- _Extrait du texte_
----------

Musicien en solo, de studio, ou de tournée, mais également producteur, l'hyperactif Jonathan Wilson connaît bien l'industrie de la musique ! Très pris par divers projets, et récemment en tournée avec Roger Waters a l'occasion de son dernier album, le multi-instrumentiste a tout de même trouvé le temps d'enregistrer son troisième album personnel, "Rare Birds", loin de ses débuts psychédéliques. Un entretien au parfum des seventies !
Nous aimons commencer
nos interviews sur Music Waves par la question suivante : quelle est la
question que l’on t’a posée trop souvent ?
Jonathan Wilson : J’ai eu beaucoup de questions sur la
musique de Laurel Canyon (quartier de Los Angeles réputé pour les groupes
mythiques qui y sont nés dans les années 60-70 comme Franck Zappa et The
Doors ; Jonathan Wilson y a ouvert un studio d’enregistrement et a
organisé des soirées musicales avec les artistes du coin pour rendre hommage à
l’esprit des années 60, ndlr). J’y ai vécu pendant 8 ans. C’est devenu un peu
la tendance de parler de moi quand on parle de la musique de Laurel Canyon.
Donc c’est une question que l’on me pose vraiment souvent.
Je suis assez
surpris. Je pensais que la question que l’on t’avait posée trop souvent aurait
plutôt concerné ta collaboration avec Roger Waters !
Jonathan : On me la pose aussi, mais c’est normal !
C’est de l’actualité donc ça ne me pose pas de problème.
Travailler avec
[Roger Waters] en studio, c’est une chose, et c’était vraiment super, mais jouer un beau
spectacle à ses côtés, c’est incroyable

Tu sors effectivement
d’une tournée avec Roger Waters. Qu’est-ce que cela t’a apporté de jouer aux
côtés d’un tel géant de la musique ? Est-ce que cela a eu une influence
sur ton nouvel album, « Rare Birds » ?

----------

- _Consigne de l'exercice_
Réécrivez sous forme de liste plus brève le paragraphe de l'entretien avec Jonathan Wilson qui commence par « Musicien en solo, de studio », en conservant ses faits principaux.

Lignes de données
----------

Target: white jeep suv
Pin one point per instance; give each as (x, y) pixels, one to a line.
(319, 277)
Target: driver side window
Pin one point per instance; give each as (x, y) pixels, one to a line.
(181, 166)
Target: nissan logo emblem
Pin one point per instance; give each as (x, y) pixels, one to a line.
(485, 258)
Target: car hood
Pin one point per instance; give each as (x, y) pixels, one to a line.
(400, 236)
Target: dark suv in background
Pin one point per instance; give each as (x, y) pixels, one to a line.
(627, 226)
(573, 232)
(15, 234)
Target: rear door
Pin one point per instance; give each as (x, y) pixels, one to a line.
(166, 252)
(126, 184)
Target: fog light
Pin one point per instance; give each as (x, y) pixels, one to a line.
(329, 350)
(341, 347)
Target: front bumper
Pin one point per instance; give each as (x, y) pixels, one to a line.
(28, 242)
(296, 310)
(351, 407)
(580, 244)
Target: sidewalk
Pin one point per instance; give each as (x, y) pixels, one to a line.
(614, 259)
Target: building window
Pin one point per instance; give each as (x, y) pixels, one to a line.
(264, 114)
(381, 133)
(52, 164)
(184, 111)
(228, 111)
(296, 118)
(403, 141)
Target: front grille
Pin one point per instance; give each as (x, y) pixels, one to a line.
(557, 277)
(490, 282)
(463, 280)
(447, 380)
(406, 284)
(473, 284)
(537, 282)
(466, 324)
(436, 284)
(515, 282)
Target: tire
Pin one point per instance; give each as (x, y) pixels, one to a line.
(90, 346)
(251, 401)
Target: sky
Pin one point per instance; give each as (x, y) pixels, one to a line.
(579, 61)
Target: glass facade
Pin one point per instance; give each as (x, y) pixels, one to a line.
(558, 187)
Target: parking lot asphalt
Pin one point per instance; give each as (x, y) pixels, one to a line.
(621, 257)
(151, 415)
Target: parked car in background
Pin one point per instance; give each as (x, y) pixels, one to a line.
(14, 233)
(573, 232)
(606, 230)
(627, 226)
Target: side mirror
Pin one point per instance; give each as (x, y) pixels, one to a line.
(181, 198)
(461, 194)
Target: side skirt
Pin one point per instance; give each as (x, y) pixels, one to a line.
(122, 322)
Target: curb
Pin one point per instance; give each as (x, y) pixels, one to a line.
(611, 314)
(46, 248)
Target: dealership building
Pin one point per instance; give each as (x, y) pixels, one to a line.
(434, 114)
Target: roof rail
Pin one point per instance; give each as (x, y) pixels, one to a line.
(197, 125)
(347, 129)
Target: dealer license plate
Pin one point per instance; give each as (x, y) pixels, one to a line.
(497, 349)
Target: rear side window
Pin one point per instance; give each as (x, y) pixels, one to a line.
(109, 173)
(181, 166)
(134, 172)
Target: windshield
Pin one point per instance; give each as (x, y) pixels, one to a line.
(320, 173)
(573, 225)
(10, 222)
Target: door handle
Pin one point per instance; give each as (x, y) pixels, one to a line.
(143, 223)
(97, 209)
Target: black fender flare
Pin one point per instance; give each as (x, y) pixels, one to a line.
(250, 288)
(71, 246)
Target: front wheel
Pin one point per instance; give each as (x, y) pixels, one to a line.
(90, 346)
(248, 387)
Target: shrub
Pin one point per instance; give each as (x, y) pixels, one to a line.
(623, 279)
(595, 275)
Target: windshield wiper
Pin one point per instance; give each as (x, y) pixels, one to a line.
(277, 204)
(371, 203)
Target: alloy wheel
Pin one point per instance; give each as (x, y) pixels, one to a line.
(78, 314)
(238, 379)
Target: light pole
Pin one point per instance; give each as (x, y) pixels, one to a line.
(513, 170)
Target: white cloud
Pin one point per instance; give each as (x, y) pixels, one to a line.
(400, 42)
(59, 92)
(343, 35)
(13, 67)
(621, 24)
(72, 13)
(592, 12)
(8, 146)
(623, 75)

----------

- _Réponse rédigée_
- Jonathan Wilson est musicien en solo, de studio et de tournée, et aussi producteur. Il connaît bien l'industrie de la musique.
- Ce multi-instrumentiste est très pris par divers projets et a récemment été en tournée avec Roger Waters.
- Il a enregistré son troisième album personnel, « Rare Birds », éloigné de ses débuts psychédéliques.
- L'entretien a un parfum des années 70.